Copy the lines below word for word, with nothing changed.

*** Block opens ***

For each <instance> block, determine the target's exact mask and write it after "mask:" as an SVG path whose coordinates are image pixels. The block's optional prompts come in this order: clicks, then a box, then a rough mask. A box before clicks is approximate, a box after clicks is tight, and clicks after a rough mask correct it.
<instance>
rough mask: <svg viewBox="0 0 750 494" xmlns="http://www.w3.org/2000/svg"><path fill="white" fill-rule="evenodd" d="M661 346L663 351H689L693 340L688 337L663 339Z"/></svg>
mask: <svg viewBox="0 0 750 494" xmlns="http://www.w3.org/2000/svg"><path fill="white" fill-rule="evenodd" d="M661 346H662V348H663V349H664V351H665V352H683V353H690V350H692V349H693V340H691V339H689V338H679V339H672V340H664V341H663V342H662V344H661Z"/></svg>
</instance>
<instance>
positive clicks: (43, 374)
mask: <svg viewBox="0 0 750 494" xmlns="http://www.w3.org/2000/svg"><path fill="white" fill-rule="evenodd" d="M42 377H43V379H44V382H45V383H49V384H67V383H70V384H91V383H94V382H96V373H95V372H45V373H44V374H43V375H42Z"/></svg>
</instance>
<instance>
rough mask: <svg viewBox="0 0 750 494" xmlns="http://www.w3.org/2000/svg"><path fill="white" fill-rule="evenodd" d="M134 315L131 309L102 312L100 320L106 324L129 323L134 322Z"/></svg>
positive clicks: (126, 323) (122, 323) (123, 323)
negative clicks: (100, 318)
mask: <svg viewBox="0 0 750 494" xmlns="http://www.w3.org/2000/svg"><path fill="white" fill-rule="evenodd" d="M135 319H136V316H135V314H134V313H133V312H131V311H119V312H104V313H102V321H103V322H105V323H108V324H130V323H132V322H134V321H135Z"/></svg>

*** Block closes ***

Answer to this exercise:
For each <instance> block, determine the target's exact mask and write it after "mask:" as an SVG path whose coordinates are image pixels. The block's optional prompts come in this order: clicks, then a box, then a rough mask. A box before clicks is approximate, a box after clicks is tight, and clicks after a rough mask correct it.
<instance>
rough mask: <svg viewBox="0 0 750 494" xmlns="http://www.w3.org/2000/svg"><path fill="white" fill-rule="evenodd" d="M661 346L663 351H689L693 340L688 337L663 339Z"/></svg>
mask: <svg viewBox="0 0 750 494" xmlns="http://www.w3.org/2000/svg"><path fill="white" fill-rule="evenodd" d="M661 346H662V348H663V349H664V351H665V352H683V353H690V350H692V349H693V340H691V339H689V338H679V339H672V340H664V341H663V342H662V344H661Z"/></svg>
</instance>
<instance>
positive clicks: (43, 374)
mask: <svg viewBox="0 0 750 494" xmlns="http://www.w3.org/2000/svg"><path fill="white" fill-rule="evenodd" d="M42 377H43V379H44V382H45V383H49V384H67V383H70V384H91V383H94V382H96V373H95V372H45V373H44V374H43V375H42Z"/></svg>
</instance>
<instance>
rough mask: <svg viewBox="0 0 750 494" xmlns="http://www.w3.org/2000/svg"><path fill="white" fill-rule="evenodd" d="M134 315L131 309L102 312L100 320L106 324L129 323L134 322Z"/></svg>
positive clicks: (126, 323) (122, 323) (123, 323)
negative clicks: (100, 318)
mask: <svg viewBox="0 0 750 494" xmlns="http://www.w3.org/2000/svg"><path fill="white" fill-rule="evenodd" d="M135 319H136V316H135V314H134V313H133V312H131V311H119V312H104V313H102V321H103V322H105V323H108V324H130V323H132V322H134V321H135Z"/></svg>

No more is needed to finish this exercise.